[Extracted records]

---*---

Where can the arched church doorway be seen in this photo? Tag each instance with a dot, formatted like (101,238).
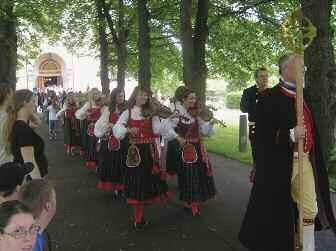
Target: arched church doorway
(50,71)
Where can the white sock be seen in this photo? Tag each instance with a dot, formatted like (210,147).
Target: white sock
(308,238)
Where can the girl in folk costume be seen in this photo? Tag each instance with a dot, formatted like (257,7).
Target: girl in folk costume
(144,181)
(71,124)
(173,145)
(112,152)
(195,176)
(91,111)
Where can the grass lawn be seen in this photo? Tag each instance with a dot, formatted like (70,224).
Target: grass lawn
(225,142)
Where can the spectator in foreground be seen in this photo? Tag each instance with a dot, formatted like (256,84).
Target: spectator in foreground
(40,197)
(26,144)
(18,230)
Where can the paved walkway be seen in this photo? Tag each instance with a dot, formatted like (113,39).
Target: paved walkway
(89,220)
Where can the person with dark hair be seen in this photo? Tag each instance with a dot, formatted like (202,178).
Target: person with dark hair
(91,112)
(18,229)
(144,180)
(195,174)
(173,145)
(39,196)
(71,126)
(248,104)
(112,152)
(6,100)
(12,176)
(270,222)
(26,144)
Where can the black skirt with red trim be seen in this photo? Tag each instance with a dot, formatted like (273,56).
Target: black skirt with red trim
(145,183)
(72,134)
(111,166)
(91,152)
(173,157)
(196,181)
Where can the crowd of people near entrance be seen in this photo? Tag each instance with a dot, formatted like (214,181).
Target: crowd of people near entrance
(27,197)
(134,146)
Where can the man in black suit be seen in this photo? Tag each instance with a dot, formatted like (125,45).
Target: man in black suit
(271,217)
(248,104)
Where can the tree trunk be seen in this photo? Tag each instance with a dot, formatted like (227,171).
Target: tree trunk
(321,74)
(122,63)
(121,46)
(200,39)
(103,47)
(8,42)
(187,42)
(193,46)
(144,45)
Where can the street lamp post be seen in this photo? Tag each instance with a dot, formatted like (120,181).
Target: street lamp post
(27,77)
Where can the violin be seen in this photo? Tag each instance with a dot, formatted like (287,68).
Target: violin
(158,109)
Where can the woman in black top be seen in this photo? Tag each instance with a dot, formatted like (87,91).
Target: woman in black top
(26,144)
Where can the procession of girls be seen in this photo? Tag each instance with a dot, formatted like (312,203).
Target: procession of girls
(121,140)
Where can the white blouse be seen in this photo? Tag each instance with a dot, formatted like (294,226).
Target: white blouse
(102,124)
(205,128)
(120,130)
(81,113)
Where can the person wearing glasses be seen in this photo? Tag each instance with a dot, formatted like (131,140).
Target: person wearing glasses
(18,229)
(39,196)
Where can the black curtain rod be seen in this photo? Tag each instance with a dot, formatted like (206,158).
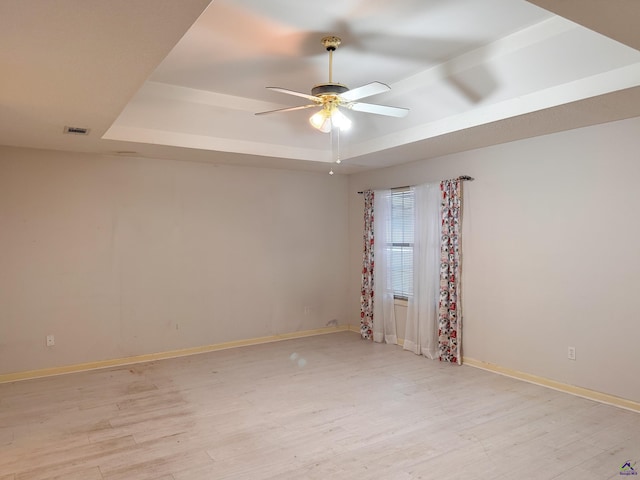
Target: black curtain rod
(461,177)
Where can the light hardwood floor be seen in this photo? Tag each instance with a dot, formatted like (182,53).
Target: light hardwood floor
(325,407)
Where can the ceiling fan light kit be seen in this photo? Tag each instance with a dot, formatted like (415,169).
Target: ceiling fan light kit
(331,97)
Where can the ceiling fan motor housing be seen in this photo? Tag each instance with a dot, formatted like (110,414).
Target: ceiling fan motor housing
(328,89)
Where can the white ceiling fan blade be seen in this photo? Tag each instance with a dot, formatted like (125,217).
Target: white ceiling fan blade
(379,109)
(367,90)
(288,109)
(297,94)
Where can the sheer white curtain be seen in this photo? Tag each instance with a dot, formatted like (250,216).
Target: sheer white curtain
(421,335)
(384,322)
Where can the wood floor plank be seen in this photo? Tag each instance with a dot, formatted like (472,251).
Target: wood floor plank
(330,406)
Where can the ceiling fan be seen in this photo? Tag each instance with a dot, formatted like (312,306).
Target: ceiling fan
(331,97)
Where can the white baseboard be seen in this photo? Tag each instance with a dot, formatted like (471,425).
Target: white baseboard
(562,387)
(82,367)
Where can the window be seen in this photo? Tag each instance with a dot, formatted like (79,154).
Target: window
(402,221)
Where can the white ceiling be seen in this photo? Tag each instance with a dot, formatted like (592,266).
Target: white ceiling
(183,80)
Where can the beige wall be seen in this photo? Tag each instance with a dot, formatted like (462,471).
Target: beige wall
(551,255)
(122,256)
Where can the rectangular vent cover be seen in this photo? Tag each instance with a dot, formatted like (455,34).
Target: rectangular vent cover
(76,130)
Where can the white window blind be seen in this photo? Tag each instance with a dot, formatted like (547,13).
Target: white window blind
(402,228)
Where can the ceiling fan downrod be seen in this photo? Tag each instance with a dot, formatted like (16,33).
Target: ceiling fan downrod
(331,43)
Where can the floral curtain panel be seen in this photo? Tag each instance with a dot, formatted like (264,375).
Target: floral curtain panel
(449,315)
(366,295)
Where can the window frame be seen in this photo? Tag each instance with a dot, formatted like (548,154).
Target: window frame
(403,294)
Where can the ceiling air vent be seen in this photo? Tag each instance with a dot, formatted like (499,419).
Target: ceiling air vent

---*---

Repeat the entries exactly and keep the pictures out of the copy.

TASK RESPONSE ::
Where can the arched church doorway be seen in this photo? Tag each instance with a dot, formatted like (101,238).
Target: arched church doorway
(50,71)
Where can the white sock be seen in this photo? Tag each instance with a dot, formatted like (210,147).
Target: white sock
(308,238)
Where can the girl in folk costume be seen in this photo? Tag each instance with a dot, formatted like (257,7).
Target: girl in folk costume
(144,181)
(71,124)
(173,145)
(112,152)
(195,176)
(91,111)
Where can the grass lawn be seen in this photo? Tag each instance with a dot, formatted like (70,224).
Target: grass lawn
(225,142)
Where can the spectator in foreground be seen in this photo? Tag each instance with a dot, formatted like (256,84).
Target: spectator in foreground
(40,197)
(26,144)
(18,230)
Where can the paved walkway be seen in this photo? Tag each instance with a dot, formatted like (113,39).
Target: paved walkway
(89,220)
Where can the person with dark hair be seen in this photo? Tag each instance with a dot, formatted like (202,178).
Target: person with dark hair
(91,112)
(18,229)
(144,180)
(195,174)
(173,145)
(39,196)
(71,126)
(248,104)
(112,152)
(6,100)
(12,176)
(270,222)
(26,144)
Where can the black skirt with red trim be seen in this photo? Tag each instance with a dot, formatted like (273,56).
Target: black skirt with red trim
(145,183)
(72,134)
(111,166)
(91,152)
(173,157)
(196,181)
Where can the crowd of people near entrance be seen in this photo? Tag each instance with a dot, formatted like (214,181).
Target: crowd of people near entrance
(27,197)
(134,146)
Where can the man in black suit be seen in this photo? Tag each instance with a dot, formatted like (125,45).
Target: man in black suit
(271,217)
(248,104)
Where can the tree trunk be seen in this photo? Tag each instance with a dot, formatted like (227,171).
Target: tree trunk
(321,74)
(122,63)
(121,46)
(200,39)
(103,47)
(8,42)
(187,42)
(193,46)
(144,45)
Where can the street lamp post be seen in this photo? Tag each instance with a dot, formatted like (120,181).
Target: street lamp post
(27,77)
Where can the violin be seen in this photo? Tag each instance with a dot, formatted like (287,68).
Target: violin
(158,109)
Where can the woman in black top be seen in this photo? Tag each instance with a dot, formatted like (87,91).
Target: woman in black top
(26,144)
Where can the procession of girls be seen in this photo? Tag each instance with a dot, formatted like (312,203).
Target: procession of girls
(121,140)
Where can the white blouse be seen in this photo? Tag each instance with a dot, formatted like (294,226).
Target: white blouse
(102,124)
(205,128)
(120,130)
(81,113)
Where can the person wearing glasses be seen in this photo? Tag each instance with a dot, formatted like (131,140).
Target: person wearing glasses
(18,229)
(39,196)
Where can the black curtain rod be seen in this photo? Tag each instance with a dot, formatted like (206,158).
Target: black curtain rod
(461,177)
Where can the light hardwood floor be seen in this photo? Tag each instance with a dot, formatted like (182,53).
Target: light hardwood floor
(325,407)
Where can the ceiling fan light kit be seen in this photo? Tag each instance with a dot, formatted like (415,169).
Target: ceiling fan light kit
(331,97)
Where can the ceiling fan motor housing be seen in this photo? Tag each instance with a dot, formatted like (110,414).
Target: ceiling fan motor housing
(328,89)
Where can the white ceiling fan blade be seen in this photo? Tag each instance with a dot, formatted like (125,217).
Target: white ceiling fan blade
(379,109)
(367,90)
(288,109)
(297,94)
Where can the sheer white curtain be seen in this photo? Tag each instance with a dot, formatted like (250,216).
Target: sheer white curtain
(421,335)
(384,322)
Where can the wood floor plank be seen in this photo? Tag each instance with a dot, formatted like (472,251).
Target: wood floor plank
(330,406)
Where can the ceiling fan be seen in this photo? Tag each instance with a dot, formatted like (312,306).
Target: ceiling fan
(331,97)
Where can the white baseboard be seen in this photo? Tag each instance with a dot, formatted like (471,425).
Target: white baseboard
(562,387)
(82,367)
Where can the window be seen in this photo? Tag each instance with a dot, formatted like (79,154).
Target: window
(402,221)
Where can the white ceiling be seen in this photo? Tag each instance with a dot, formatted like (592,266).
Target: white ceiling
(183,80)
Where can the beige wall be seen in this photo? Tag each instance with a dot, formatted like (462,471).
Target: beige wall
(551,255)
(122,256)
Where can the rectangular vent cover be seen in this photo? Tag each instance with a dot, formatted like (455,34).
Target: rectangular vent cover
(76,130)
Where can the white window blind be seen in this photo? Tag each instance with a dot, formatted like (547,13).
Target: white window blind
(402,228)
Where can the ceiling fan downrod be seen in this photo? Tag each instance with a dot, formatted like (16,33).
Target: ceiling fan downrod
(331,43)
Where can the floral curtain panel be seen in this photo? Tag each instance with a dot, formatted like (264,375).
Target: floral curtain panel
(449,315)
(366,295)
Where can the window frame be seen in this photo? Tag each instance with a dot, formatted like (548,154).
Target: window frame
(403,294)
Where can the ceiling air vent be seen in this photo? Tag each instance with a dot, formatted like (499,419).
Target: ceiling air vent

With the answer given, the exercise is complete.